Enunciado escrito: Presenta los registros siguientes como una tabla Markdown con las columnas «N.º» y «Texto», con el número de fila en la primera y cada línea en la segunda. Omite las líneas en blanco.
--------
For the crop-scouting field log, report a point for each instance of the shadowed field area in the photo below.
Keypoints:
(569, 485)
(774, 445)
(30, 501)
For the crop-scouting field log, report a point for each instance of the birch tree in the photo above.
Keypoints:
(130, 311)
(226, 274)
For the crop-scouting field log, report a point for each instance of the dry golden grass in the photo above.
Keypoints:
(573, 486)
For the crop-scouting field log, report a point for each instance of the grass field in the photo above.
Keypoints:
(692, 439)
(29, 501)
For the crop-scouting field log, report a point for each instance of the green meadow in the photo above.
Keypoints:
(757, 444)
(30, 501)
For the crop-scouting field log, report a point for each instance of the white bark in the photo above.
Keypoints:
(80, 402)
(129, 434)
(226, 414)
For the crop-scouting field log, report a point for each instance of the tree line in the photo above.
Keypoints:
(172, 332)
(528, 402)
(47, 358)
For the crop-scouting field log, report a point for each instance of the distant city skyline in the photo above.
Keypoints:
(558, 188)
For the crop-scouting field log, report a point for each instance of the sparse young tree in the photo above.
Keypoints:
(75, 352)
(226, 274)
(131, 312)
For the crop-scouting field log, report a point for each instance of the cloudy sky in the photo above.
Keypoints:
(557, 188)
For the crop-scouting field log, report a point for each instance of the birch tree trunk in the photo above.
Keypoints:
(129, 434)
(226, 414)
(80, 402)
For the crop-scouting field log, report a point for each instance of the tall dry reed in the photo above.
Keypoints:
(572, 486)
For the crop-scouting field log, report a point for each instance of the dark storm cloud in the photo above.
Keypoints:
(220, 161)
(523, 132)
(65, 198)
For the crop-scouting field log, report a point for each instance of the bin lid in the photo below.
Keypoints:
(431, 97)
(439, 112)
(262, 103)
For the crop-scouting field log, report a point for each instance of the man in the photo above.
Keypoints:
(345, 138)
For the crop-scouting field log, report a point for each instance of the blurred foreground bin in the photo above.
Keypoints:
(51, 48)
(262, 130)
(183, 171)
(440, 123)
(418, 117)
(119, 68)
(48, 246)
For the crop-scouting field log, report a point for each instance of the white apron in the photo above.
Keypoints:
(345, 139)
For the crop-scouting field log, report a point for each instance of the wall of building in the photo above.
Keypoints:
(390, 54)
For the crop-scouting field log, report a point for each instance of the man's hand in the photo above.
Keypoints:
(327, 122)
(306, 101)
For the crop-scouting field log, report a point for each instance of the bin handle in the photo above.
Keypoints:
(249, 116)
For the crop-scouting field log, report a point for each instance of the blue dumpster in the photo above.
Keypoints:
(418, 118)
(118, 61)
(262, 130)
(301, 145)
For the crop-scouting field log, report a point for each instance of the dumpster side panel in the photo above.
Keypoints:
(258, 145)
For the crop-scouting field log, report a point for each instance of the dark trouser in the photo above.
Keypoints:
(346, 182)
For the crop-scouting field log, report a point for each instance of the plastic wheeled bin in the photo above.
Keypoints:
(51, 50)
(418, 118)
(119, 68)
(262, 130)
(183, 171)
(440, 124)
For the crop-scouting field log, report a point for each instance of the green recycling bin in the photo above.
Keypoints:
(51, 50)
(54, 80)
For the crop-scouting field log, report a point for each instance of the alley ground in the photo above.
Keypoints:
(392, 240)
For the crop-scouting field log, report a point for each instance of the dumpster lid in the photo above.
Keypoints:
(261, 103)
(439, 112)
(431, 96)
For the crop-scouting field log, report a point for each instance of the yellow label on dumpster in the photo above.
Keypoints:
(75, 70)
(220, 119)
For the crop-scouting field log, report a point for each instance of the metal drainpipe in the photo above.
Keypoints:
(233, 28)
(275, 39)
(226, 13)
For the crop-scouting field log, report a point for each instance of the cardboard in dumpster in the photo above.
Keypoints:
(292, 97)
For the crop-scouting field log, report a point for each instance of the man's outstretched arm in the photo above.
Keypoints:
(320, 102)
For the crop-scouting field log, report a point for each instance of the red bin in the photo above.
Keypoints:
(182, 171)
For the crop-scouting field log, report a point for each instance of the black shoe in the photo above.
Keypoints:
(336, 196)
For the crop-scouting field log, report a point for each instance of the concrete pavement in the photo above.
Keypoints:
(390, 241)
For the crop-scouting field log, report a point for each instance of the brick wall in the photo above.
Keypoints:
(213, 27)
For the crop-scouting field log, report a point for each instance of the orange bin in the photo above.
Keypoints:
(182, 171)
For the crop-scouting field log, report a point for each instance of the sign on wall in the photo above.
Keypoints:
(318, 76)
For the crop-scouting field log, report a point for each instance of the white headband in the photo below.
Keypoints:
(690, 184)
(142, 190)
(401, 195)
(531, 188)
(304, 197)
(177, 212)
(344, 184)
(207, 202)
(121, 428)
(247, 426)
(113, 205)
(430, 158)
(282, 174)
--------
Respuesta completa:
| N.º | Texto |
|---|---|
| 1 | For the crop-scouting field log, report a point for each instance of the shadowed field area in the photo below. |
| 2 | Keypoints: |
| 3 | (569, 485) |
| 4 | (774, 445) |
| 5 | (30, 501) |
| 6 | For the crop-scouting field log, report a point for each instance of the birch tree in the photo above. |
| 7 | Keypoints: |
| 8 | (130, 311) |
| 9 | (226, 274) |
| 10 | For the crop-scouting field log, report a point for each instance of the dry golden grass in the photo above. |
| 11 | Keypoints: |
| 12 | (573, 486) |
| 13 | For the crop-scouting field log, report a point for each instance of the grass field in the photo above. |
| 14 | Keypoints: |
| 15 | (692, 439) |
| 16 | (29, 501) |
| 17 | For the crop-scouting field log, report a point for each instance of the green meadow in the photo above. |
| 18 | Keypoints: |
| 19 | (757, 444) |
| 20 | (30, 501) |
| 21 | For the crop-scouting field log, report a point for each instance of the white bark in the photo above. |
| 22 | Keypoints: |
| 23 | (80, 402) |
| 24 | (129, 434) |
| 25 | (226, 414) |
| 26 | For the crop-scouting field log, report a point for each instance of the tree line in the photo above. |
| 27 | Keypoints: |
| 28 | (172, 332) |
| 29 | (528, 402) |
| 30 | (47, 358) |
| 31 | For the crop-scouting field log, report a point for each instance of the distant city skyline in the photo above. |
| 32 | Keypoints: |
| 33 | (558, 188) |
| 34 | For the crop-scouting field log, report a point for each instance of the sparse young tree in the photo above. |
| 35 | Keypoints: |
| 36 | (75, 352) |
| 37 | (226, 274) |
| 38 | (131, 312) |
| 39 | For the crop-scouting field log, report a point for each instance of the cloudy sky in the photo above. |
| 40 | Keypoints: |
| 41 | (557, 188) |
| 42 | For the crop-scouting field log, report a point for each instance of the birch tree trunk in the photo above. |
| 43 | Keypoints: |
| 44 | (129, 434) |
| 45 | (226, 414) |
| 46 | (80, 402) |
| 47 | For the crop-scouting field log, report a point for each instance of the tall dry reed in the photo above. |
| 48 | Keypoints: |
| 49 | (572, 486) |
| 50 | For the crop-scouting field log, report a point for each instance of the dark storm cloud in the photo above. |
| 51 | Keypoints: |
| 52 | (220, 161) |
| 53 | (523, 132) |
| 54 | (65, 198) |
| 55 | For the crop-scouting field log, report a point for each instance of the bin lid in the photo below. |
| 56 | Keypoints: |
| 57 | (431, 97) |
| 58 | (439, 112) |
| 59 | (262, 103) |
| 60 | For the crop-scouting field log, report a point for each instance of the man in the photo above. |
| 61 | Keypoints: |
| 62 | (345, 138) |
| 63 | For the crop-scouting field log, report a point for each instance of the blurred foreground bin in the photo above. |
| 64 | Keypoints: |
| 65 | (51, 48) |
| 66 | (262, 130) |
| 67 | (183, 171) |
| 68 | (440, 123) |
| 69 | (418, 117) |
| 70 | (119, 68) |
| 71 | (48, 246) |
| 72 | For the crop-scouting field log, report a point for each instance of the white apron in the photo above. |
| 73 | Keypoints: |
| 74 | (345, 139) |
| 75 | For the crop-scouting field log, report a point for each instance of the wall of building in the photo above. |
| 76 | Keypoints: |
| 77 | (390, 54) |
| 78 | For the crop-scouting field log, report a point for each instance of the man's hand in the photo above. |
| 79 | Keypoints: |
| 80 | (327, 122) |
| 81 | (306, 101) |
| 82 | For the crop-scouting field log, report a point for each instance of the bin handle in the photo above. |
| 83 | Keypoints: |
| 84 | (249, 116) |
| 85 | For the crop-scouting field log, report a point for each instance of the blue dumpster in the photo above. |
| 86 | Keypoints: |
| 87 | (418, 118) |
| 88 | (118, 61) |
| 89 | (262, 130) |
| 90 | (301, 145) |
| 91 | For the crop-scouting field log, report a point for each instance of the dumpster side panel in the photo above. |
| 92 | Keypoints: |
| 93 | (258, 145) |
| 94 | For the crop-scouting field log, report a point for each instance of the dark trouser in the photo above. |
| 95 | Keypoints: |
| 96 | (346, 182) |
| 97 | For the crop-scouting field log, report a point for each instance of the plastic wheeled bin in the photo above. |
| 98 | Keypoints: |
| 99 | (51, 50) |
| 100 | (418, 118) |
| 101 | (119, 68) |
| 102 | (262, 130) |
| 103 | (183, 171) |
| 104 | (440, 124) |
| 105 | For the crop-scouting field log, report a point for each instance of the green recycling bin in the photo above. |
| 106 | Keypoints: |
| 107 | (51, 50) |
| 108 | (54, 80) |
| 109 | For the crop-scouting field log, report a point for each instance of the alley ground in the photo above. |
| 110 | Keypoints: |
| 111 | (392, 240) |
| 112 | For the crop-scouting field log, report a point for each instance of the dumpster lid in the photo above. |
| 113 | Keypoints: |
| 114 | (261, 103) |
| 115 | (439, 112) |
| 116 | (431, 96) |
| 117 | For the crop-scouting field log, report a point for each instance of the yellow label on dumpster in the photo above. |
| 118 | Keypoints: |
| 119 | (75, 70) |
| 120 | (220, 119) |
| 121 | For the crop-scouting field log, report a point for each instance of the metal drainpipe in the photo above. |
| 122 | Keypoints: |
| 123 | (233, 28) |
| 124 | (275, 39) |
| 125 | (226, 13) |
| 126 | For the crop-scouting field log, report a point for each instance of the cardboard in dumpster in the photo above. |
| 127 | Keypoints: |
| 128 | (292, 97) |
| 129 | For the crop-scouting field log, report a point for each instance of the man's outstretched arm in the photo above. |
| 130 | Keypoints: |
| 131 | (320, 102) |
| 132 | For the crop-scouting field log, report a point for each instance of the red bin in the photo above. |
| 133 | Keypoints: |
| 134 | (182, 171) |
| 135 | For the crop-scouting field log, report a point for each instance of the black shoe in the photo above. |
| 136 | Keypoints: |
| 137 | (336, 196) |
| 138 | For the crop-scouting field log, report a point for each instance of the concrete pavement in the photo above. |
| 139 | Keypoints: |
| 140 | (390, 241) |
| 141 | For the crop-scouting field log, report a point for each instance of the brick wall in the photo above. |
| 142 | Keypoints: |
| 143 | (213, 27) |
| 144 | For the crop-scouting field log, report a point for each instance of the orange bin in the photo above. |
| 145 | Keypoints: |
| 146 | (182, 171) |
| 147 | For the crop-scouting field log, report a point for each instance of the sign on wall in the photo above. |
| 148 | Keypoints: |
| 149 | (318, 76) |
| 150 | For the crop-scouting field log, report a point for each instance of the white headband in the photo below. |
| 151 | Keypoints: |
| 152 | (690, 184) |
| 153 | (142, 190) |
| 154 | (401, 195) |
| 155 | (531, 188) |
| 156 | (304, 197) |
| 157 | (177, 212) |
| 158 | (344, 184) |
| 159 | (207, 202) |
| 160 | (121, 428) |
| 161 | (247, 426) |
| 162 | (113, 205) |
| 163 | (430, 158) |
| 164 | (282, 174) |